Can you set out every line of the material below as a numbered list, leaving out any blank lines?

Start of Provided data

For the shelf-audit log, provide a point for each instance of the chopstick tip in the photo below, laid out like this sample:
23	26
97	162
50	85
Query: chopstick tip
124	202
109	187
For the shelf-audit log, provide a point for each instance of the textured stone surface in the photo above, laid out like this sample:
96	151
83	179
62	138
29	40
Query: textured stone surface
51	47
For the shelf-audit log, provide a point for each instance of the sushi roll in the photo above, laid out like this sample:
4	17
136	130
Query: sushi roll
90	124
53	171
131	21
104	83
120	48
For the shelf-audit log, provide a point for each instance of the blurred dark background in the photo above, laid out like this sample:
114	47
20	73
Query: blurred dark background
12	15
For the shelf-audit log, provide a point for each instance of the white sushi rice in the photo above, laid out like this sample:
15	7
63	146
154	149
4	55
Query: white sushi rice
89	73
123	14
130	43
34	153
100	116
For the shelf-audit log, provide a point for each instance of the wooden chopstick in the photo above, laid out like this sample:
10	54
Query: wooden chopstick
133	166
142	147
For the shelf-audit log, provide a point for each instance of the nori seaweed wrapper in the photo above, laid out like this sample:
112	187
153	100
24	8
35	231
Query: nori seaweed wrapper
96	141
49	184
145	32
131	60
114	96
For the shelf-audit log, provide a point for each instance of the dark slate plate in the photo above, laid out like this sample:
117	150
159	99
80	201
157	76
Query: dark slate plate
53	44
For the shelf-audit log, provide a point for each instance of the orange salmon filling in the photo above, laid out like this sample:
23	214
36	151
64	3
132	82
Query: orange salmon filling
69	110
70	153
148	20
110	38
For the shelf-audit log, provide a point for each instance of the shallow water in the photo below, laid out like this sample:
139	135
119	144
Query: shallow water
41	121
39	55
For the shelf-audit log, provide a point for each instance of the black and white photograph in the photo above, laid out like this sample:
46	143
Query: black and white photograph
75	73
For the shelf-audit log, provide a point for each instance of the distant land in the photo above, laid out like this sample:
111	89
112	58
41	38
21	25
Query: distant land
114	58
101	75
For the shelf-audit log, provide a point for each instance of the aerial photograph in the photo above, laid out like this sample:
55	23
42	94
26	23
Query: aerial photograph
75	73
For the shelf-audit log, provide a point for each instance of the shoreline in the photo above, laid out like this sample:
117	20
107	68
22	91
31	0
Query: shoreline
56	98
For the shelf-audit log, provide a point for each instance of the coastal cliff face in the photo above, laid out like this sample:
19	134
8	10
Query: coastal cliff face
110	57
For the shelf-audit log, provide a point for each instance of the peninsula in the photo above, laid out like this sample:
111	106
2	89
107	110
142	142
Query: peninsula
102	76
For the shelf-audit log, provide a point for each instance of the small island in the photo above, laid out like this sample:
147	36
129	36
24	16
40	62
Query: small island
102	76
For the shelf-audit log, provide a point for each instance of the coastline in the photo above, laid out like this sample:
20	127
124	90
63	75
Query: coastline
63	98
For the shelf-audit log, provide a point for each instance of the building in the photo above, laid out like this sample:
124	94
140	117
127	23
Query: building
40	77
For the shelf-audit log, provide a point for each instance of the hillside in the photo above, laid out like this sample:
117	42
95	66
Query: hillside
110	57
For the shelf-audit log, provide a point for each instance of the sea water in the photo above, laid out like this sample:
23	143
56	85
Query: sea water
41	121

End of Provided data

Written response →
1. For the shelf-audit log, provide a point for each instance of the chopstick tip in the photo below, laid out like this sample:
2. 23	26
3. 97	162
4. 50	85
5. Query: chopstick tip
6. 124	202
7. 109	187
8. For the shelf-audit log, provide a point for each instance of the textured stone surface in the photo above, laid out like this sample:
9. 96	151
10. 83	179
11. 62	138
12. 29	40
13. Query: textured stone surface
14. 51	47
15. For the shelf-audit log, provide a point for each instance of the sushi roll in the photo above, laid out like this sample:
16. 4	17
17. 136	130
18. Query: sushi roll
19. 90	124
20. 53	171
21. 131	21
22. 104	83
23. 120	48
24. For the shelf-audit log, provide a point for each instance of the blurred dark background in the photo above, laid out like this sample:
25. 114	47
26. 20	73
27. Query: blurred dark background
28. 12	15
29. For the shelf-audit log, provide a point for each instance of the white sushi rice in the photo above, laid out like this sample:
30. 15	7
31. 63	146
32. 154	149
33. 4	55
34. Query: white sushi rice
35. 89	73
36. 123	14
37. 130	43
38. 34	153
39. 100	116
40. For the shelf-audit log, provide a point for each instance of the wooden chopstick in the photo above, laid out like this sample:
41. 10	54
42. Query: wooden chopstick
43. 133	166
44. 142	147
45. For the shelf-audit log, provide a point for each instance of the nori seaweed wrapper in the photo above, laid out like this sample:
46. 112	187
47. 153	100
48. 24	8
49. 35	231
50. Query: nori seaweed wrapper
51. 96	141
52. 49	184
53. 145	32
54. 131	60
55. 114	96
56. For the shelf-audit log, provide a point for each instance of the dark slate plate in the photo above, laid out like this sample:
57. 117	150
58. 159	99
59. 80	201
60. 157	76
61. Query: dark slate plate
62. 53	44
63. For the shelf-audit log, provide a point for each instance of the orange salmon filling in the photo above, laid out like this sample:
64. 23	214
65. 36	151
66. 64	3
67. 132	82
68. Query: orange salmon filling
69. 69	110
70. 70	153
71. 148	20
72. 110	38
73. For the shelf-audit log, provide a point for each instance of the shallow water in the photo below, laid out like this sample:
74. 139	135
75. 119	144
76. Query: shallow water
77. 41	121
78. 39	55
79. For the shelf-audit log, provide a point for each instance of the black and white photograph in the photo above, laid out like this sample:
80. 46	143
81. Query: black and white photograph
82. 75	73
83. For the shelf-audit log, provide a point for each instance of the distant land in the photo above, laid out like this sample:
84. 111	89
85. 112	58
86. 41	38
87. 21	25
88. Query: distant land
89. 114	58
90. 101	75
91. For the shelf-audit log, provide a point for each instance of the aerial photograph in the photo above, laid out like this sample:
92. 55	23
93. 42	94
94. 26	23
95. Query: aerial photograph
96. 75	73
97. For the shelf-audit log, provide a point for each instance of the shoreline in the photo above, laid out like this sample:
98. 117	20
99. 107	68
100. 22	91
101. 31	0
102. Query: shoreline
103. 56	98
104. For the shelf-audit log, provide a point for each instance of the coastal cliff face in the photo above, laid out like this sample:
105. 19	134
106. 8	10
107. Query: coastal cliff face
108. 110	57
109. For the shelf-audit log, provide a point for each instance of the peninsula in the photo above, laid out like this sample:
110. 111	106
111. 2	89
112. 107	110
113. 142	142
114. Query: peninsula
115. 102	76
116. For the shelf-audit log, provide a point for each instance of the small island in the photo above, laid out like this sample:
117. 147	36
118. 129	36
119. 24	16
120. 40	62
121. Query: small island
122. 102	76
123. For the shelf-audit log, provide a point for each instance of the coastline in the photo above, laid out like this sample:
124. 20	127
125. 124	90
126. 63	75
127. Query: coastline
128. 63	98
129. For the shelf-audit log, provide a point for each instance of the building in the photo above, laid out like this sample:
130. 124	94
131. 140	117
132. 127	23
133. Query: building
134. 40	77
135. For the shelf-audit log, provide a point for each instance of the hillside in the photo above, laid out like this sample:
136. 117	42
137. 95	66
138. Query: hillside
139. 110	57
140. For the shelf-audit log, provide a point for each instance of the sea water in the photo above, laid out like this sample:
141. 23	143
142. 56	85
143. Query: sea water
144. 41	121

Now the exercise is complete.